### REQUIRED TASKS
a – According to the article on the Supreme Court and corruption, who employed the defendant in Percoco v. United States as a top aide?
b – Repeat the part of the article on the Supreme Court and corruption between "The court’s decisions" and "out of government.", inclusive, word for word.

───── SOURCE DOCUMENT

The Supreme Court Is on the Brink of Making Corruption Easier—Again

Percoco v. United States would seem to be a pretty clear-cut case of political bribery. That the justices are even willing to hear it is a bad sign.

Jabin Botsford/Getty Images
Chief Justice John Roberts

The Supreme Court’s decisions on abortion, guns, and climate change regulation in the past year have sparked outrage and upended decades-old laws and precedent. Public esteem for the high court has fallen to its lowest level in decades. But the court has an older set of decisions that are causing increasing problems, forcing Americans to tolerate a government saddled by corruption. Money pervades politics, but the court has shown a predilection for permissiveness, striking down any regulation that goes beyond targeting quid pro quo corruption—that is, money exchanged for a specific favor. And at the same time, the court has steadily restricted what counts as quid pro quo.

A new decision that would make the problem worse could be coming in the court’s new term.

The court believes it’s fine if a big donor gets special access to a politician. In their minds, this doesn’t count as a quid pro quo. In fact, “ingratiation and access” for donors is “a central feature of democracy,” Chief Justice John Roberts once wrote. Money in exchange for the politician arranging meetings with other officials doesn’t count as a quid pro quo either. It’s even okay for a donor to pay back the personal loan a candidate made to the campaign—taking money directly from the donor’s pocket and putting it into the candidate’s—after the candidate won the election and is about to take office. After all, the court said, that scheme doesn’t involve a quid pro quo.

The court’s decisions involving campaign finance and criminal corruption laws “are operating together to create a wild west environment,” said Tara Malloy, senior director of appellate litigation and strategy at the nonpartisan Campaign Legal Center. “We are seeing a pattern of cutting back on all manner of laws that protect the integrity of government.” Now the high court, which begins its new term this week, is set to hear a case that experts worry will make it even harder to get corruption out of government.

The case, Percoco v. United States, involves a top aide to then New York Governor Andrew Cuomo. It asks the court to decide whether it can be a crime for a public official to temporarily leave the government and, while still using his government office and phone and telling people he will be back in the government soon, accept money in exchange for pressing officials to do things.

The defendant’s argument, that he could not be guilty of bribery because he was technically a private citizen at the time, would “open a gaping hole in our public corruption laws,” said Daniel Tokaji, the dean of the University of Wisconsin Law School, who has written widely on election law. He envisions a scenario where a politician’s aide briefly steps down to run a campaign and makes a deal with a big donor: Give us $100,000 and I will make sure you get the state contract you want. “That’s bribery pure and simple. And yet if I’m understanding the petitioner’s argument correctly, that would be perfectly okay under their analysis,” he said.

──────────
───── SOURCE DATA

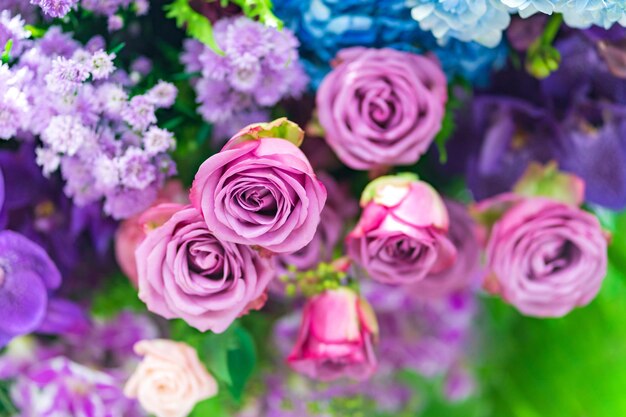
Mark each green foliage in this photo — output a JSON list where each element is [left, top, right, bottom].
[[232, 0, 283, 29], [91, 273, 146, 318], [435, 80, 468, 164], [165, 0, 283, 55], [0, 39, 13, 64], [165, 0, 224, 55], [481, 252, 626, 417], [227, 327, 257, 401], [0, 380, 17, 417], [171, 320, 257, 401], [525, 14, 563, 79]]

──────────

### TASK-BY-TASK RESULTS
a – Then New York Governor Andrew Cuomo.

b –
The court’s decisions involving campaign finance and criminal corruption laws “are operating together to create a wild west environment,” said Tara Malloy, senior director of appellate litigation and strategy at the nonpartisan Campaign Legal Center. “We are seeing a pattern of cutting back on all manner of laws that protect the integrity of government.” Now the high court, which begins its new term this week, is set to hear a case that experts worry will make it even harder to get corruption out of government.